▶ _PROBLEM SET_:
(a) In the comment thread about fighting the Resistance, what book did one commenter buy on iBooks?
(b) The first commenter in the comment thread about fighting the Resistance names several things that hold "despite" their fear of furthering their career specialization. List all of them.
(c) Continue the comment thread about fighting the Resistance from its last line.

▶ _SUPPLIED PASSAGE_:
-=-=-

What do you want to fight the Resistance for in 2011?
I think I need to read this book! I have serious fear and avoidance around furthering my career specialization, despite the ability and resources to do it, despite my love of this work, despite the fact that it is lucrative. It just scares the bejeezus out of me to pursue this dream, so I’ve been dragging my feet and making very slow progress for years. Literally, years. Wow, typing that out really makes it hit home. I need help! Glad I found your blog and read about this book, thank you.
Read the book and let me know what you think. It was a game changer for me.
Also check out singlemomrichmom.com if you have the chance. She has some great posts about how she spent years underemployed and how she overcame her fear/procrastination. And now she is semi-retired in her 40’s.
Good luck!
Wow! just made my first purchase on iBooks – seriously impressed – sorry if this sounds like an advert for Apple but boy they know how to keep things simple! Now have The War of Art sitting on my virtual bookshelf – love it…. Can’t wait to get started…going to get kids to bed early tonight and curl up with it.
Thanks, R. Hoping you will read the Pressfiled book and send me your thoughts. It’s right up your alley.
Yes yes and yes. Oh yes. I’ve been struggling with this for more years than you’ve been alive and so count me as one of your biggest cheerleaders 🙂
Scared shitless? Of course. Trust me, though, it is scarier to suddenly have thirty years less to achieve what you really, secretly, down deep inside want to do.
Nonetheless, I’m doing it.
And you will, too.
Thanks, Meg. That Pressfield quote is my mantra at the moment. If I am scared it’s a good sign I’m putting myself in situation I can learn from.
I know we’re twins, but you do have the uncanny ability to write what I’m thinking.
Love that you are outing your secret dream. We all need to do that more. I’ve always shied away from the public declaration (much easier to just whisper it to yourself and then if you don’t make it happen no one else will know). But maybe verbalizing/writing them is the first step in beating the resistance so that you can realize them.

-=-=-

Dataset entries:

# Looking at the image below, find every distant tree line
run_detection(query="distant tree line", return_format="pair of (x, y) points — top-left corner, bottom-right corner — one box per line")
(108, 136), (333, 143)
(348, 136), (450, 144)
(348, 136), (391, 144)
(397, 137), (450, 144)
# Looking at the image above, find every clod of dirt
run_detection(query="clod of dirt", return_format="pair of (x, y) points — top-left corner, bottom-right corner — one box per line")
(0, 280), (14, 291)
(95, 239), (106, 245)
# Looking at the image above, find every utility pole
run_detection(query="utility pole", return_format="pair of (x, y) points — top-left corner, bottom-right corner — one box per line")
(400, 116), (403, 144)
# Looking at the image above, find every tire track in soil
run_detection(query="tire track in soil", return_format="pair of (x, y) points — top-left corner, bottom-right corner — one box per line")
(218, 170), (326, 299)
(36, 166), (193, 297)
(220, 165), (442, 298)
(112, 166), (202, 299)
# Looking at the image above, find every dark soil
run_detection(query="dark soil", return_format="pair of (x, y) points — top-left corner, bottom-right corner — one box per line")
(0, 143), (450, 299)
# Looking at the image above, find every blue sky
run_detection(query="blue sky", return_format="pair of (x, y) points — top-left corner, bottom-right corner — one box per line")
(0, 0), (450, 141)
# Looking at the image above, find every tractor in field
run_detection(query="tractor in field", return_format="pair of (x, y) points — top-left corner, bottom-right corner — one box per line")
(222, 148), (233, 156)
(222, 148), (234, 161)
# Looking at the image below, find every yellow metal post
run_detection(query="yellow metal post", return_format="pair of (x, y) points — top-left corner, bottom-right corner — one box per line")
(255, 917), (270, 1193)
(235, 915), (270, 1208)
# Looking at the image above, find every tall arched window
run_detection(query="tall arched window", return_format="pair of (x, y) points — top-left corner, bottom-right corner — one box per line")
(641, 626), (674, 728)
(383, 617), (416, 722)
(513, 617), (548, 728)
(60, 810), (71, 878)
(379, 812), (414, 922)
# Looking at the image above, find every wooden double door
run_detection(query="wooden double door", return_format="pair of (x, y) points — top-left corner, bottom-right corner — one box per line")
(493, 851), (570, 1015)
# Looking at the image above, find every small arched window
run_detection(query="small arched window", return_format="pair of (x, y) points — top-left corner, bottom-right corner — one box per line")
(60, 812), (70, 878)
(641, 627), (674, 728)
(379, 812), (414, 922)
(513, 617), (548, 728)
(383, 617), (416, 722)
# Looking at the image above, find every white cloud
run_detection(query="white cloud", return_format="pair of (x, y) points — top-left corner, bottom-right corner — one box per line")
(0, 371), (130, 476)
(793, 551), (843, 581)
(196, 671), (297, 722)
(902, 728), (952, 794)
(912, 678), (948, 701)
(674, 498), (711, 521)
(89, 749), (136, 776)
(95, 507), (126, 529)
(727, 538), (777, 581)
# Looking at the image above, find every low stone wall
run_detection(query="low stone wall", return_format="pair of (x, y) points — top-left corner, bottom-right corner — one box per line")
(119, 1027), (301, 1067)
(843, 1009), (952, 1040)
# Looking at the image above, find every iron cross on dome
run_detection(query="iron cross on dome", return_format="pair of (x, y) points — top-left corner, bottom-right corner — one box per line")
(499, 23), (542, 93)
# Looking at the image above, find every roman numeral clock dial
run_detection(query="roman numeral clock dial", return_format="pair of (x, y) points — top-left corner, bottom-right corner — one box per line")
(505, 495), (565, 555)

-=-=-

▶ _RESULTS FOR THE EXERCISE_:
(a) The War of Art

(b)
- the ability and resources to do it
- their love of this work
- the fact that it is lucrative

(c)
Glad you enjoyed the book. This post made me want to read it again.
Thank you – you keep leading me to awesome reads and new ways to look at life.
As you know, I too have shied away from public declarations and preferred to quietly work my way towards success. Maybe the public declaration is the way to do it. We shall see…
I’m supposed to be doing my tax return – but what the hell… wanted to comment.
(easily distracted – not a good trait)… I am a procrastinator in certain areas of my life – we all are. Where this happens to me is when I feel overwhelmed in a good or bad sense. So example of ‘bad’ – I put off doing my tax return until the deadline Jan 11 instead of doing it when I could have Apr 10 onwards – because I know I have got to dig through all my stuff, receipts, look at time sheets (paper my arch enemy) etc.. overwhelming but necessary. Example of good – I have a brainwave, a business idea, a creative idea and I am very excited but then there is so much I want to do with it, it has so much potential, I want to do it so well and so perfectly, that I feel overwhelmed and put it off. For me it’s that overwhelmed feeling rather than fear if that makes any sense – or is just fear of failure, not doing it well enough? I’m going to check out this book…. looks like a good read
Is it done? Interesting tax laws over there that you have till January of the following year.
My husband is of your ilk. Fantastic and motivated on the creative and projects but the taxes are always delayed. I actually like doing taxes but mine aren’t that complicated.
If you read it let me know. Want to hear what other mnmlist mums think about it =)
I know it is strange, and for procrastinators it’s a nightmare as it gives you permission to put it off, then it’s hanging over your head over Christmas! Every year I say I am going to do it straight away and don’t. However this year I have started next years already in anticipation. It’s okay once you get going on it, it’s juts getting going. I am going to order the book today – it sounds a good read.